→ What to do: Each entry below should be reproduced character for character.

***** Dataset *****

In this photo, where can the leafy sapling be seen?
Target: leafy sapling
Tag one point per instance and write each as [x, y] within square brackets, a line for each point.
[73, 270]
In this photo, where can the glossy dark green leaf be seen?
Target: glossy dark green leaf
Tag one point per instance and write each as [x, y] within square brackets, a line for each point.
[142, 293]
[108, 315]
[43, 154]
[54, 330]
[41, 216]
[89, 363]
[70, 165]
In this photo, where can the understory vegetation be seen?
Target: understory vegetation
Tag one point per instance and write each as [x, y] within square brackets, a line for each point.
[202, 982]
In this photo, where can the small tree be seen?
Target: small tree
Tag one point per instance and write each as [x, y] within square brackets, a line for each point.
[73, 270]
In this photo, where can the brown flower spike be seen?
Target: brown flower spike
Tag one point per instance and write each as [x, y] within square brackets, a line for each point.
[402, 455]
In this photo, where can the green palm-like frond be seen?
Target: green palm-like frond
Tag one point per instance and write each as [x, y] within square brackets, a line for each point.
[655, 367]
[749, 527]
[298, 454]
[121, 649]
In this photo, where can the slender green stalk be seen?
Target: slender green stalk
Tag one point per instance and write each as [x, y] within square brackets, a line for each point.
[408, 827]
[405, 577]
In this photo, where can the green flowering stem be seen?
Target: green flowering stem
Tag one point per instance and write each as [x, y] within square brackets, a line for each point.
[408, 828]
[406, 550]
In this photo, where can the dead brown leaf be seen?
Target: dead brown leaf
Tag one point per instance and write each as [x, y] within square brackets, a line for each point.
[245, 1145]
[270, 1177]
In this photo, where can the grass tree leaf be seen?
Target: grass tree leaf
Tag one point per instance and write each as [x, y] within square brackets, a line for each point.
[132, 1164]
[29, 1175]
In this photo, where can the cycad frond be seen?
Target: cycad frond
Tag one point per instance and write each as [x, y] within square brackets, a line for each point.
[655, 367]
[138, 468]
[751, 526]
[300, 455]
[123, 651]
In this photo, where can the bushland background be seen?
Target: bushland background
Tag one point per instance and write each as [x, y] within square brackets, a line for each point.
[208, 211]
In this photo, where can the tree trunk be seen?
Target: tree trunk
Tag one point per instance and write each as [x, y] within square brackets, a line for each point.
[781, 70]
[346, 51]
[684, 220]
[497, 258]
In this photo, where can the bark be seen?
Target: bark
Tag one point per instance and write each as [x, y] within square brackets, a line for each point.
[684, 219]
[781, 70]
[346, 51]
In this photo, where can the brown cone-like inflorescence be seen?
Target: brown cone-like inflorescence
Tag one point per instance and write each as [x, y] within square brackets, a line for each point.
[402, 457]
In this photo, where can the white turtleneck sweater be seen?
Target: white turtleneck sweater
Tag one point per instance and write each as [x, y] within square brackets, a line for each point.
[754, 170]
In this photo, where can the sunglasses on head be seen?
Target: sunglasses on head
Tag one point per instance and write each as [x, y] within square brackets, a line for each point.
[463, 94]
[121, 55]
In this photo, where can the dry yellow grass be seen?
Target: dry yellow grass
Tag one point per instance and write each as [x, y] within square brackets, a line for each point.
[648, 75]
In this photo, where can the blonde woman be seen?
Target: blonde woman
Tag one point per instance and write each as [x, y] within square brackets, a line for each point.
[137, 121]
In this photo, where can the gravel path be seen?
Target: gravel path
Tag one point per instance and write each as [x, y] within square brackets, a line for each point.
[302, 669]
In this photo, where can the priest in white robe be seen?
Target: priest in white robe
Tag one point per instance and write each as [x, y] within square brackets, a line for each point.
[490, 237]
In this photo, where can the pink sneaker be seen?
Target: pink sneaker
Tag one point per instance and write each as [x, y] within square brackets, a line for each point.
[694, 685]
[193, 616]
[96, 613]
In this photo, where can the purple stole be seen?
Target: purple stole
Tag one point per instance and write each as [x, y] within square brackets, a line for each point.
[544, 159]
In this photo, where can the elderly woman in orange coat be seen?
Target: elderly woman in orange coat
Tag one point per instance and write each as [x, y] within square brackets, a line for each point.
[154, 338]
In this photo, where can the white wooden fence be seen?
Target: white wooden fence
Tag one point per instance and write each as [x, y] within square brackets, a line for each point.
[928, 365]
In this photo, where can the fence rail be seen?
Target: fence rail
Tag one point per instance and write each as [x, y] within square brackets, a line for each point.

*****

→ Answer for this exercise:
In this photo, where can the leafy sapling be seen?
Target: leafy sapling
Tag one point per instance and write each as [x, y] within square brackets, a line for each point.
[73, 270]
In this photo, where can the glossy dark green leaf be seen?
Target: glossy dark green leaf
Tag one point per instance and write each as [x, y] within square brackets, a line for each point.
[142, 293]
[108, 315]
[43, 154]
[54, 330]
[41, 216]
[89, 363]
[70, 165]
In this photo, where can the understory vegetation be seen?
Target: understory vegetation
Tag one point per instance and write each as [x, y] within square brackets, a line for each point.
[202, 982]
In this photo, where can the small tree be seen?
Target: small tree
Tag one point per instance and write each as [x, y] within square brackets, a line for each point.
[73, 270]
In this photo, where can the brown flower spike be seen?
Target: brown flower spike
Tag one point per instance and write each as [x, y] within square brackets, a line for each point.
[402, 455]
In this photo, where can the green palm-like frond be seen?
Target: green palm-like frond
Tag one point per instance and write each as [x, y] within square brackets, a line for each point.
[655, 367]
[749, 527]
[298, 454]
[121, 649]
In this photo, where can the slender green stalk be seen?
Target: slender green stalk
Tag one point per instance and write each as [x, y] within square brackets, a line for each point.
[408, 827]
[405, 577]
In this photo, where can the green flowering stem be seen?
Target: green flowering stem
Tag one point per instance and write each as [x, y] within square brackets, a line for each point.
[408, 828]
[406, 550]
In this photo, where can the dead brown leaf be seen?
Target: dead brown leaf
Tag one point per instance and write each as [x, y] within square brackets, a line for each point.
[245, 1145]
[270, 1177]
In this photo, where can the grass tree leaf be seen?
Target: grass tree leaf
Tag one point per instance and write each as [x, y] within square brackets, a line for each point.
[132, 1164]
[29, 1175]
In this photo, where can the cycad frond be seen?
Target: cycad frond
Tag one point per instance and write each as [x, y] within square brackets, a line for each point.
[655, 367]
[138, 468]
[751, 526]
[300, 455]
[123, 651]
In this photo, where can the bushland background be seen?
Target: bushland background
Tag one point per instance and write each as [x, y] within square brackets, a line for each point.
[208, 211]
In this photo, where can the tree trunk be seen?
Target: tree trunk
Tag one point per instance and write each as [x, y] within square brackets, a line for each point.
[781, 70]
[346, 51]
[684, 220]
[497, 258]
In this photo, where can the bark be seen?
Target: bark
Tag one point per instance and write each as [x, y] within square brackets, a line for each point.
[684, 219]
[781, 70]
[346, 51]
In this photo, where can the brown cone-like inflorescence be seen?
Target: brown cone-like inflorescence
Tag one point per instance and write each as [x, y] within square brackets, a line for each point.
[402, 457]
In this photo, where can the white turtleneck sweater be seen?
Target: white turtleneck sweater
Tag one point per instance and write each as [x, y] within square brackets, a line for each point.
[754, 170]
In this photo, where can the sunglasses on head be seen?
Target: sunglasses on head
Tag one point per instance and write each as [x, y] within square brackets, a line for each point.
[463, 94]
[121, 55]
In this photo, where can the dry yellow grass be seen?
Target: dry yellow grass
Tag one point per instance and write each as [x, y] within square brackets, a line for each point.
[648, 75]
In this photo, where can the blonde woman be seen?
Target: blonde woman
Tag one point per instance and write each as [x, y] within square brackets, a line for each point.
[137, 121]
In this photo, where can the gravel path be seen?
Target: gravel path
Tag one point per instance and write each as [x, y] within square brackets, a line for each point.
[302, 669]
In this photo, where can the priest in white robe be seen?
Target: priest in white robe
Tag one point per instance and write each as [x, y] within square brackets, a line for each point.
[490, 237]
In this photo, where can the pink sneaker be seen?
Target: pink sneaker
Tag one point per instance and write each as [x, y] within square brackets, a line for each point.
[694, 685]
[193, 616]
[96, 613]
In this photo, where can the purple stole be seen?
Target: purple stole
Tag one point per instance and write each as [x, y] within square brackets, a line for each point.
[544, 159]
In this photo, where can the elderly woman in orange coat be seen?
Target: elderly woman in orange coat
Tag one point per instance and write each as [x, y] within square brackets, a line for each point.
[154, 338]
In this photo, where can the white wooden fence be seen?
Target: white wooden fence
Tag one point per instance and write each as [x, y] within square brackets, a line for each point.
[928, 365]
In this photo, where can the fence rail be seen?
Target: fence rail
Tag one point per instance and write each as [x, y] within square brackets, a line for each point.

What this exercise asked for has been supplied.